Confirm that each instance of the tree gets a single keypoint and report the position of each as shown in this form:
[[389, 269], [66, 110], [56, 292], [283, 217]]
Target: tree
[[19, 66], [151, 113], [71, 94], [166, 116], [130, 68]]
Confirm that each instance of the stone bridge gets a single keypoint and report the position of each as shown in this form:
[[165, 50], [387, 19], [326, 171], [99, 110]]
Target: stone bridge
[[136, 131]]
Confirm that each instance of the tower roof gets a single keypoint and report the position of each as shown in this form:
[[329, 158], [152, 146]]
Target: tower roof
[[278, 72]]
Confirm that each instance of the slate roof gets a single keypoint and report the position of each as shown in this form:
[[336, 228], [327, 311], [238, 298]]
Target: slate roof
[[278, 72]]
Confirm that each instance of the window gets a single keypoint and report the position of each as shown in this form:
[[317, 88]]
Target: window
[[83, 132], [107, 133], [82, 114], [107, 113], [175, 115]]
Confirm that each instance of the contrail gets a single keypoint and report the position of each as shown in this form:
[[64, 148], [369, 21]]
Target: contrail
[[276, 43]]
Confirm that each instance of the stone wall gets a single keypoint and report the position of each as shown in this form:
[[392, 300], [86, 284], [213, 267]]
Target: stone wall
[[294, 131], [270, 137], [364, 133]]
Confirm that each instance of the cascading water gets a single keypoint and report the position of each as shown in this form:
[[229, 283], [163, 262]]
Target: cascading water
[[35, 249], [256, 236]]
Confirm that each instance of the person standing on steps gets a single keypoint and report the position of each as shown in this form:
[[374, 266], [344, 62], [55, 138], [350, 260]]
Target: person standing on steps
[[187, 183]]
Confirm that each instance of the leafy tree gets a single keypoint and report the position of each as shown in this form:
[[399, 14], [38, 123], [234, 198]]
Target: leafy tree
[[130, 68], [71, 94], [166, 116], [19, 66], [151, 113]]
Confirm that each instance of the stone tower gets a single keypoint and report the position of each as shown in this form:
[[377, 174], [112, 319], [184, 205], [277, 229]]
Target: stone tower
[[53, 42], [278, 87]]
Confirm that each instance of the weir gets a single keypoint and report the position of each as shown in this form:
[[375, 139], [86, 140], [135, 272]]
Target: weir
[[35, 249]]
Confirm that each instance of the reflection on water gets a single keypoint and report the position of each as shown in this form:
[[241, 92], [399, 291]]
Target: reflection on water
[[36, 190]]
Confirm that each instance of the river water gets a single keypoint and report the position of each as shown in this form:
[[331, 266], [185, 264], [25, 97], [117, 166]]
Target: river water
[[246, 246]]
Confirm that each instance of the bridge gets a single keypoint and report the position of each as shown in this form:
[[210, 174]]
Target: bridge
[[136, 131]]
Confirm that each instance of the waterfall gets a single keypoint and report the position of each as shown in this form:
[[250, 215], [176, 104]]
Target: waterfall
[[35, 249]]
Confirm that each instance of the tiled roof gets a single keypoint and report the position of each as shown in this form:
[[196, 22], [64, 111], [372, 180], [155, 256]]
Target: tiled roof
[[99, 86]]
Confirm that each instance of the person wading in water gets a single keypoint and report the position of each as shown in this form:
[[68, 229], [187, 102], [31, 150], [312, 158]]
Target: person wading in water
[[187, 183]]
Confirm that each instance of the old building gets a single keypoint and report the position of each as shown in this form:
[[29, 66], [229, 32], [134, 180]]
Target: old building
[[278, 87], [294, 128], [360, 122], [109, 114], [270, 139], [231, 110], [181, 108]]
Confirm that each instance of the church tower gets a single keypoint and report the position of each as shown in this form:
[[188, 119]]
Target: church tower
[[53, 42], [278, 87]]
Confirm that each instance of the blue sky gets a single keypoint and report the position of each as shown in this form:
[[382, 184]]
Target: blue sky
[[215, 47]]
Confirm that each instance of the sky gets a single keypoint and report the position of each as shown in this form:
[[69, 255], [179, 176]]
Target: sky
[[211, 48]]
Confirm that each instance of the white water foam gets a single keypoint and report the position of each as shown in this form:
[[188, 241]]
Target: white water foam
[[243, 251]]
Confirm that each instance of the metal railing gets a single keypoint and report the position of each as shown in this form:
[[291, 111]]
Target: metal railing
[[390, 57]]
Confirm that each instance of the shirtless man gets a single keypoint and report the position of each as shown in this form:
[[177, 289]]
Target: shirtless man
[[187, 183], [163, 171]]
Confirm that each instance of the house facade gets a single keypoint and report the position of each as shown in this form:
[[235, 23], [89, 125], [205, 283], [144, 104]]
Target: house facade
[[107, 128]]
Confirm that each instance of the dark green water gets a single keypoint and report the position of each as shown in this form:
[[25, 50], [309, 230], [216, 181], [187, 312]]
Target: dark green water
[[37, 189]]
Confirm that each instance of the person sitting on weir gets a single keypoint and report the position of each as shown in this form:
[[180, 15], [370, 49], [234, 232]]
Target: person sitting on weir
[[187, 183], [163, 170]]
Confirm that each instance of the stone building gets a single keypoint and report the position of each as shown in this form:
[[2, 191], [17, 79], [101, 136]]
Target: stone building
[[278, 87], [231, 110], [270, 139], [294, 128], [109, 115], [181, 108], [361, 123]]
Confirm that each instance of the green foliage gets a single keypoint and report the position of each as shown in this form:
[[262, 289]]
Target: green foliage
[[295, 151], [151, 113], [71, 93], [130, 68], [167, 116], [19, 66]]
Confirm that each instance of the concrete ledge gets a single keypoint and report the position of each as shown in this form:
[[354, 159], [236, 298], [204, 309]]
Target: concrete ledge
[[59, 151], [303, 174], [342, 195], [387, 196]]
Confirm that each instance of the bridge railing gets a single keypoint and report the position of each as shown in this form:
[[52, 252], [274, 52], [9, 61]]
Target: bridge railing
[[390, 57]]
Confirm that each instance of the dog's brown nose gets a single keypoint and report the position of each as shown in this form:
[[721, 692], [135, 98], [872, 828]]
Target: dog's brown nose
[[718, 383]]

○ ○ ○

> [DIRECTIVE]:
Reproduce the listing above, replacing every occurrence of "keypoint" with "marker" and leaving everything else untouched.

> [FULL RESPONSE]:
Confirm that each instance of the tree gets a single marker and report the position of each as shown in this form:
[[389, 269], [66, 110], [56, 292], [283, 217]]
Target: tree
[[19, 66], [151, 113], [71, 94], [166, 116], [130, 68]]
Confirm that each instance of the stone bridge gets a single marker and report the position of each as shown in this form:
[[165, 50], [387, 19], [326, 171], [99, 110]]
Target: stone bridge
[[136, 131]]
Confirm that each instance of the tower roof gets a single marker and report the position of each as shown in this form:
[[329, 158], [152, 146]]
Target: tower roof
[[278, 72]]
Confirm that each instance of the slate roof gets a single marker and report the position of each as shown in this form:
[[336, 228], [327, 311], [238, 298]]
Target: slate roof
[[278, 72]]
Confirm that each instance of the window gets a single marker and report the position of each as shown in this form:
[[317, 88]]
Target: window
[[83, 132], [107, 133], [82, 114], [107, 113], [175, 115]]
Confirm that each instance of the contrail gets a single marker and report the position of each as shown in this form:
[[64, 148], [369, 21]]
Target: contrail
[[276, 43]]
Confirm that each instance of the stone wall gets a single marker and report the position of each as shown in this form:
[[392, 300], [86, 284], [213, 267]]
Target: stone wall
[[294, 131], [270, 137], [364, 133]]
Confirm that each instance of the cascading water gets a single marker and report the position of each as shown in this form:
[[229, 283], [163, 262]]
Target: cascading water
[[35, 249], [256, 236]]
Confirm that each instance of the person standing on steps gets a single marker and report the position of each as shown in this form:
[[374, 266], [344, 62], [55, 138], [350, 260]]
Target: person standing on steps
[[187, 183]]
Confirm that each instance of the leafy tree gets a single marker and report the position of each as shown in this form:
[[399, 14], [38, 123], [234, 198]]
Target: leafy tree
[[130, 68], [71, 94], [166, 116], [19, 66], [151, 113]]
Confirm that each instance of the stone tower gets a single marker and report the position of each as shown in this form:
[[377, 174], [112, 319], [184, 205], [277, 229]]
Target: stone tower
[[53, 42], [278, 87]]
Confirm that each instance of the weir gets a single marker and report the position of each as shown in this form:
[[375, 139], [86, 140], [135, 272]]
Target: weir
[[35, 249]]
Confirm that each instance of the reflection on water gets a single marker and report the position of each as shown in this form:
[[241, 92], [399, 291]]
Target: reflection on water
[[36, 190]]
Confirm that each instance of the river water gets a single marker and report the position of each as shown in this form:
[[331, 266], [185, 264], [25, 97], [117, 166]]
Target: river water
[[246, 246]]
Confirm that each instance of the bridge gets a single marker and report the position of each as shown in this form:
[[210, 174]]
Target: bridge
[[136, 131]]
Confirm that each instance of the waterfall gets a single marker and report the position of each as shown in this form:
[[250, 215], [176, 104]]
Target: waterfall
[[35, 249]]
Confirm that each instance of the tiled roof gets a single marker and report the position of each as shown in this form:
[[196, 22], [64, 111], [372, 180], [155, 256]]
Target: tiled roof
[[99, 86]]
Confirm that each instance of the person wading in water gets a single marker and report the position of each as shown in this form:
[[68, 229], [187, 102], [31, 150], [312, 158]]
Target: person wading in water
[[187, 183]]
Confirm that each instance of the old building gets a single marker and report the position of each as shown in this form:
[[29, 66], [229, 32], [134, 180]]
Target: old building
[[278, 87], [294, 128], [360, 122], [109, 114], [270, 139], [231, 110], [181, 108]]
Confirm that each instance of the church tower gets a single marker and report the position of each as shown in this form:
[[188, 119]]
Target: church tower
[[53, 42], [278, 87]]
Confirm that each instance of the blue sky gets a single marker and report the position of each as shown in this form:
[[382, 184]]
Target: blue sky
[[215, 47]]
Confirm that each instance of the sky gets a single marker and report the position of each as shown in this form:
[[69, 255], [179, 176]]
Target: sky
[[211, 48]]
Confirm that each instance of the white water foam gets a single marker and report the position of each as shown in this form:
[[188, 241]]
Target: white water foam
[[243, 251]]
Confirm that each instance of the metal railing gets a single marker and report the position of each as shown in this form:
[[291, 111]]
Target: metal railing
[[390, 57]]
Confirm that each instance of the shirtless man gets a single marker and report the position of each as shown in this form:
[[177, 289]]
Target: shirtless man
[[187, 183], [163, 171]]
Confirm that each instance of the house facade gets a single marker and report the position of each as shown in this form:
[[235, 23], [89, 125], [205, 283], [144, 104]]
Target: house facade
[[107, 128]]
Confirm that each instance of the dark green water gets a single marker and report the position of each as shown in this form:
[[25, 50], [309, 230], [216, 181], [187, 312]]
Target: dark green water
[[37, 189]]
Confirm that each instance of the person sitting on weir gets a single marker and report the position of each as shown in this form:
[[180, 15], [370, 49], [234, 232]]
Target: person sitting on weir
[[187, 183], [163, 170]]
Confirm that each instance of the stone building gets a single marker and report the position of each as shown in this form:
[[2, 191], [17, 79], [101, 136]]
Target: stone building
[[278, 87], [231, 110], [270, 139], [294, 128], [109, 115], [181, 108], [361, 123]]
Confirm that each instance of the green foliage gets a single marker and report the position of each as shown in this form:
[[262, 289]]
Target: green foliage
[[295, 151], [151, 113], [71, 93], [130, 68], [167, 116], [19, 66]]
Confirm that each instance of the concrete ledge gets a single marker and report the position of each as shown in this form:
[[354, 159], [236, 298], [204, 309]]
Target: concrete ledge
[[59, 151], [303, 174], [342, 195], [387, 196]]
Confirm that each instance of the bridge railing gets a single marker and report the position of each as shown in this form:
[[52, 252], [274, 52], [9, 61]]
Target: bridge railing
[[390, 57]]
Confirm that each instance of the dog's brown nose gets a single marker and report the position of each as shown in this form:
[[721, 692], [135, 98], [872, 828]]
Target: dog's brown nose
[[718, 383]]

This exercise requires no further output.